For anyone who can add up, the high-speed rail phase 2 study released yesterday (or, if you were a newspaper journalist, Wednesday) should bring to an end the flirtation Australia's polity is having with the idea of a high-speed rail network. There, in black and white, not very far into the report, is the key reason why:

"Based on charging competitive fares, the HSR operations and ancillary services (such as car parking and lease revenues from related property development) would not deliver sufficient revenue to fund or recover the expected capital cost of the HSR program."

That is, if governments spend $114 billion (in 2012 dollars) building the thing, that's the last taxpayers will ever see of that money. It's sunk. Gone. The best a high-speed rail network could do is cover its operating costs, if it prices tickets competitively with airlines.

Like the phase 1 study, the report assumes airlines won't respond to this new competitor on their key routes, but simply reduce capacity, allowing HSR to take up to 40 per cent of air passengers on east-coast routes. However, it does model a scenario in which airlines engage in a two-year price war with HSR, declaring it doesn't substantially change the financial outcome. More damaging is the scenario in which the New South Wales and federal governments get their act together and resolve Sydney's aviation capacity constraints, which increases the losses of the network and reduces the economic benefits of the investment.

Advocates of HSR will doubtless respond that writing off the cost of the investment is acceptable when it comes to roads. Putting aside that we should be charging for road access, at least in metropolitan areas, this misses the signal that failing to cover capital costs sends: this is an investment that isn't needed. We already have a highly competitive, efficient transport network between Brisbane, Melbourne, Sydney and Canberra -- called airlines. There is no market failure for government to address here: indeed, in constructing such infrastructure and then failing to price it to cover its costs, governments will be engaging in a vast exercise in anti-competitive behaviour against private companies that have to generate a return on capital.

In contrast, the much smaller (despite whatever Malcolm Turnbull claims) government investment in the NBN will generate a return because access pricing is intended to cover the cost of capital and yet will still be attractive to service providers. In the case of broadband, there is a market failure (one facilitated by successive governments), and the government's investment will be repaid. High-speed rail is like investing in a new copper network when we already have fibre-to-the-premises.

──────────

* **Set exercise A**
In the article on the high-speed rail study, how much would governments spend to build the network?

Records of labeled points:

──────────

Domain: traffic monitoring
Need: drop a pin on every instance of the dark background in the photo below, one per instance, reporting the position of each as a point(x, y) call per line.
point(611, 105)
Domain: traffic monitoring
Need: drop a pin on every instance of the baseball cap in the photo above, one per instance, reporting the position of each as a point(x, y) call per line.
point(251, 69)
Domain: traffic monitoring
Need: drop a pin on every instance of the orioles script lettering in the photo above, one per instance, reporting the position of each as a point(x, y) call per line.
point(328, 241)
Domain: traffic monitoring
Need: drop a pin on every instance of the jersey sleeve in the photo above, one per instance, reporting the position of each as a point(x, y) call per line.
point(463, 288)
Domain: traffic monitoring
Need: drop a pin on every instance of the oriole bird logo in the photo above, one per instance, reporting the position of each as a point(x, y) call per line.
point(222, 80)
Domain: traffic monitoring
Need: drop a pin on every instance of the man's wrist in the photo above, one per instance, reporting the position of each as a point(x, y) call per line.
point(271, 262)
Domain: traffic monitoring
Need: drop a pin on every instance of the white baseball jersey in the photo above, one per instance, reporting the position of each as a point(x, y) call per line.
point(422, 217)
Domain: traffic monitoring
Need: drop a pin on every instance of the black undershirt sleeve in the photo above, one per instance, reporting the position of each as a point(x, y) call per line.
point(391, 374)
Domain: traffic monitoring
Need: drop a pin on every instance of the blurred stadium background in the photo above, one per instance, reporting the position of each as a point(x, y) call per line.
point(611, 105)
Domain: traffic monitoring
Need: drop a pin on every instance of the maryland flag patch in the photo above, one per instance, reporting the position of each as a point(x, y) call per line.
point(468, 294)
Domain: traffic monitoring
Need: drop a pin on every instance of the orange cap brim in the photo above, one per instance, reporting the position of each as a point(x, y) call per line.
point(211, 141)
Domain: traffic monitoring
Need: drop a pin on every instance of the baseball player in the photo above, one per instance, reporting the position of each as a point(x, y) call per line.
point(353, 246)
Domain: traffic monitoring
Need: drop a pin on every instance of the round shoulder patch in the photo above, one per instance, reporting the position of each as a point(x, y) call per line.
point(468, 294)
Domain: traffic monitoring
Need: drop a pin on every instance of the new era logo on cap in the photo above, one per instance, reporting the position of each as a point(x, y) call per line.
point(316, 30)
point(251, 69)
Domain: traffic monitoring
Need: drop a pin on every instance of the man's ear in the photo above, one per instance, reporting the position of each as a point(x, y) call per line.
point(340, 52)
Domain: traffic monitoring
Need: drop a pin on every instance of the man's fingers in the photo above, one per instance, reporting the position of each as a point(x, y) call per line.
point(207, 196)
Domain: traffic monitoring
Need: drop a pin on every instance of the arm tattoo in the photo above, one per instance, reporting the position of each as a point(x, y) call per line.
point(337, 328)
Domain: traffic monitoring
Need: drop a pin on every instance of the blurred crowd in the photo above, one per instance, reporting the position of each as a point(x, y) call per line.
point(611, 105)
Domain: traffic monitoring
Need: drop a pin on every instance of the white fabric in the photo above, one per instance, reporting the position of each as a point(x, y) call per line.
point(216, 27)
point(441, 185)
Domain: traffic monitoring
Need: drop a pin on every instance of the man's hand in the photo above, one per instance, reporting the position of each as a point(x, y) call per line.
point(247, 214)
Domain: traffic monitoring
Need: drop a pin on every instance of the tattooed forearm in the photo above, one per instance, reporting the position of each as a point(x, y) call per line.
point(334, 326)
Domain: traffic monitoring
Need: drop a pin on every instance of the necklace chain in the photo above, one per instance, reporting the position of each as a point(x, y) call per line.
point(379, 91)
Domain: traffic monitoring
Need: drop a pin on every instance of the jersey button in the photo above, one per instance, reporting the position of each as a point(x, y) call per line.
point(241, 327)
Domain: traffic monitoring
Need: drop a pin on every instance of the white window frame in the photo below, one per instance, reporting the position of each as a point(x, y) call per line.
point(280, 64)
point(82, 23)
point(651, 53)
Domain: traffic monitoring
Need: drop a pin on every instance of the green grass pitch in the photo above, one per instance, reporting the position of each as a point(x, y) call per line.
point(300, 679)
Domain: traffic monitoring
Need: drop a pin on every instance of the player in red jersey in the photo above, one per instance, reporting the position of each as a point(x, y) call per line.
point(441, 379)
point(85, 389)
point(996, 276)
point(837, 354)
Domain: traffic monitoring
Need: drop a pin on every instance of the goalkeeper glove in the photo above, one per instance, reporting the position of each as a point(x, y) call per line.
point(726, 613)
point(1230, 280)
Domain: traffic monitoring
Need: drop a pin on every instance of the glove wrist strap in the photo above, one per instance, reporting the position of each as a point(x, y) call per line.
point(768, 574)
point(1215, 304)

──────────

* **Set exercise B**
Select every line of the entries that contains the word "background", matching case.

* **Final result A**
$114 billion (in 2012 dollars).

* **Final result B**
Need: drop a pin on every instance of the dark background in the photo below, one per instance, reporting the position of each as a point(x, y) call per line.
Need: drop a pin on every instance of the blurred stadium background in the photo above, one per instance, reporting the position of each as a point(x, y) call per line.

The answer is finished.